Exercise objective → Only the lines from the one containing "background in the photo above." through the end of the data below should be copied, each exactly as written and with both ends kept.

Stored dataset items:
# # # # #

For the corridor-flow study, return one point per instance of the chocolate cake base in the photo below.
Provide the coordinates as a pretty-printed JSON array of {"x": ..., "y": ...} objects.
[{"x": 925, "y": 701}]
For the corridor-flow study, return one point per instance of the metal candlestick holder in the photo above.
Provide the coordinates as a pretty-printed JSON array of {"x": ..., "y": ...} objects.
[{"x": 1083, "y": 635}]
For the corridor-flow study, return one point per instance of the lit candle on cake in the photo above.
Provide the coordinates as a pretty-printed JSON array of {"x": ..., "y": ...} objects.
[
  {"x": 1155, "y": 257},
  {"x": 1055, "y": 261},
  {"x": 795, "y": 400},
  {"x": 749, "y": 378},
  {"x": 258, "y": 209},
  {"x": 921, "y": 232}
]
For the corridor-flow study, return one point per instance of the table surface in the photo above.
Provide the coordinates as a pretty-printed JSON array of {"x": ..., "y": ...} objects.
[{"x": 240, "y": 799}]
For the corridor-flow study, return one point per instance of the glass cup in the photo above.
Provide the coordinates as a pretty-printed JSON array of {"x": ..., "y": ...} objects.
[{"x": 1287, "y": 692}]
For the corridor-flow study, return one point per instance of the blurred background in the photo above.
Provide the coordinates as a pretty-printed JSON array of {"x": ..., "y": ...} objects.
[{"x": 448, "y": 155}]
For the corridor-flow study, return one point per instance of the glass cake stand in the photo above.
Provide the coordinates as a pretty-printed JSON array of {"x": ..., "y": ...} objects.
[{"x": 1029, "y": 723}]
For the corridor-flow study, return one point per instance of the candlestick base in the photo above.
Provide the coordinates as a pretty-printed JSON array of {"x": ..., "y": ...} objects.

# # # # #

Answer for this exercise →
For the corridor-flow study, return one point per instance of the blurred background in the photo above.
Provide the coordinates as a pretty-printed JSON array of {"x": ..., "y": ...} objects.
[{"x": 448, "y": 155}]
For the corridor-flow study, return one point per instance of the glass cake stand in the photo above.
Provide the coordinates as a pretty-printed JSON array of {"x": ..., "y": ...} objects.
[{"x": 1029, "y": 723}]
For the corridor-flow study, return one point per instance of the candlestick base in the photo above.
Provide the coordinates as a pretty-printed JSON array of {"x": ..., "y": ...} objects.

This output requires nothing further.